» TASK MATERIAL
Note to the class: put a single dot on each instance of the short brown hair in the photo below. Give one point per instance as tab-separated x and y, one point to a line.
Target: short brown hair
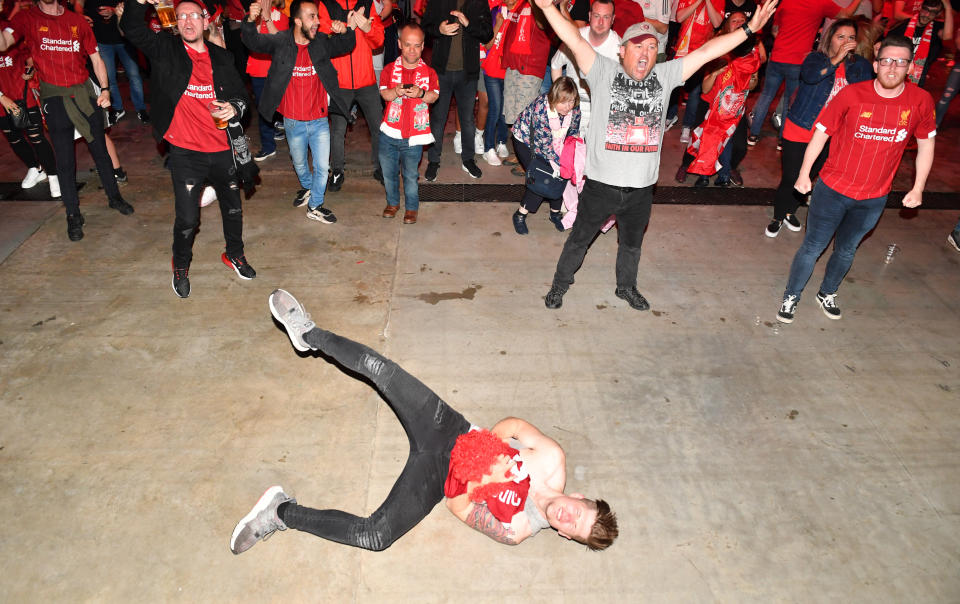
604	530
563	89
* * *
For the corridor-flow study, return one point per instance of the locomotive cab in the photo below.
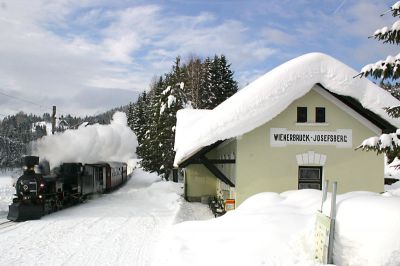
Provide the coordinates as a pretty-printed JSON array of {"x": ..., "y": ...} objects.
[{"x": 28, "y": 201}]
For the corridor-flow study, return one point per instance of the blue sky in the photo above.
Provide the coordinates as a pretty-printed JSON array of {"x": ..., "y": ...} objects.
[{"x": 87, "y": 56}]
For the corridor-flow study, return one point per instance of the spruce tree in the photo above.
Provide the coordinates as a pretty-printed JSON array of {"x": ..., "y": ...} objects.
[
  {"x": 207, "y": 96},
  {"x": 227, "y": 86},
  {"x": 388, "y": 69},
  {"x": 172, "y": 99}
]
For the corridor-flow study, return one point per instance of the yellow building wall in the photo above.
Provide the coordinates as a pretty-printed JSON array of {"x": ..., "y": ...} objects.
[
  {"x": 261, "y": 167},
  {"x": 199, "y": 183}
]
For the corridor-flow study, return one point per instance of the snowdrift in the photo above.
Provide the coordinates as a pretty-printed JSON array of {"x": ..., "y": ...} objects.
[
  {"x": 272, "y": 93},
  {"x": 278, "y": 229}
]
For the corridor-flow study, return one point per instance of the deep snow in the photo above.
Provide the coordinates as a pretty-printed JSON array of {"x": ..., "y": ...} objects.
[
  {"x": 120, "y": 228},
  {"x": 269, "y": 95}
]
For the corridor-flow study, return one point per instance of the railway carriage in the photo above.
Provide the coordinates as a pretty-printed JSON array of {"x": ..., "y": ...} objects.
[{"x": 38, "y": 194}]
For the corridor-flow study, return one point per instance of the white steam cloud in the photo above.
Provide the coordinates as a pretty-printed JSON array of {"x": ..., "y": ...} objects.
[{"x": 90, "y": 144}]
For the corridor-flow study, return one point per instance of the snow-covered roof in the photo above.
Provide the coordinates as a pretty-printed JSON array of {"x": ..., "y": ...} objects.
==
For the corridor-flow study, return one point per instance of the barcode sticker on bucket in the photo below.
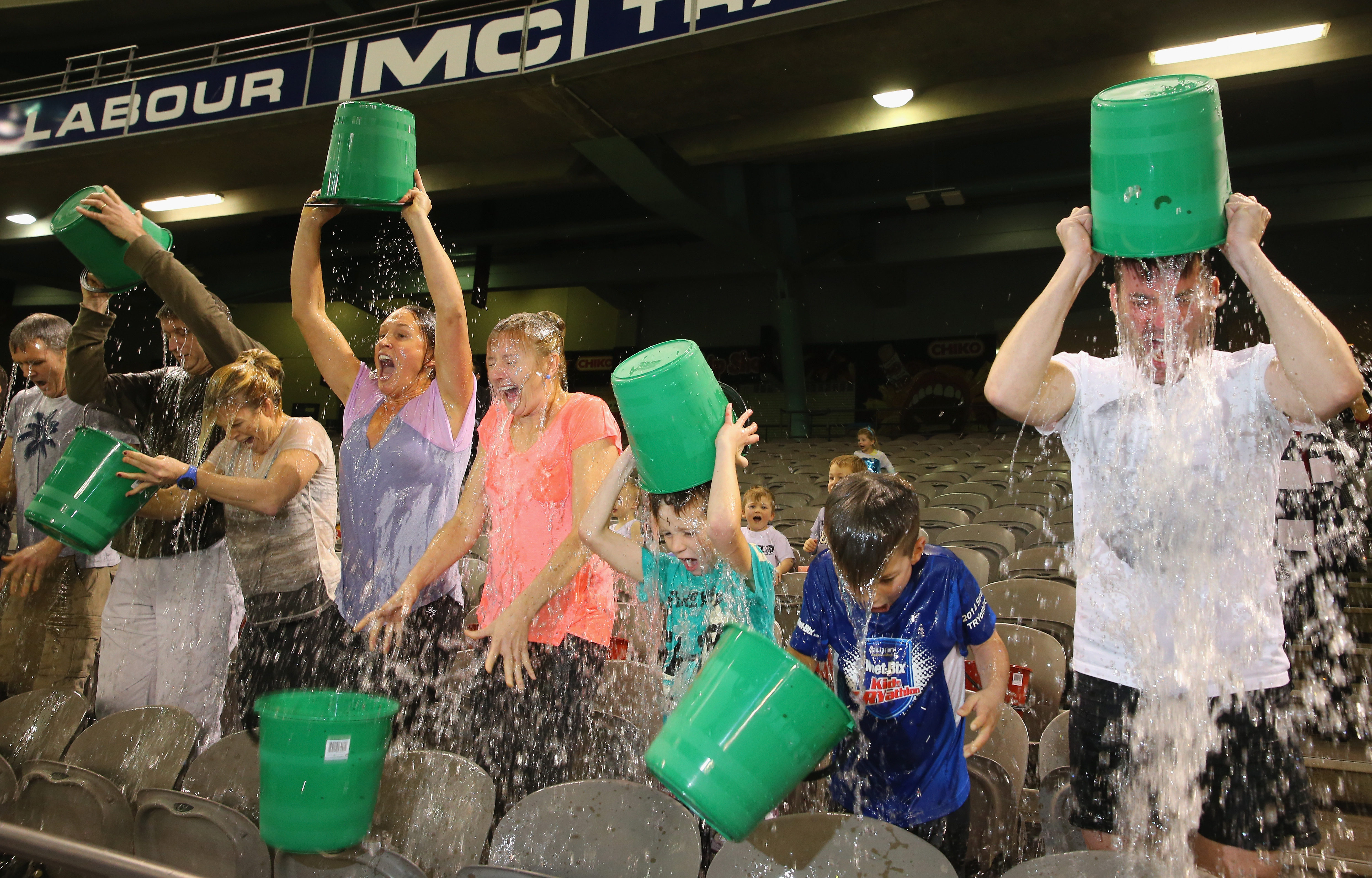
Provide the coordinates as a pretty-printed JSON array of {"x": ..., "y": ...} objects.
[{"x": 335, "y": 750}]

» PROBLEM DETAILS
Transcribe the records above exactly, beginning at the line that contains "cloud in the photo above." and ending with the line that contains "roof in the photo above.", both included, and nothing else.

» TASK RESULT
For the corridor-flow study, return one point per instance of the white steam cloud in the photo above.
Provide the coordinates as a pretty-printed JSON array of {"x": ..., "y": ...} objects.
[{"x": 90, "y": 144}]
For the corridor-flow study, return one point per instance of the snow-covered roof in the photo above.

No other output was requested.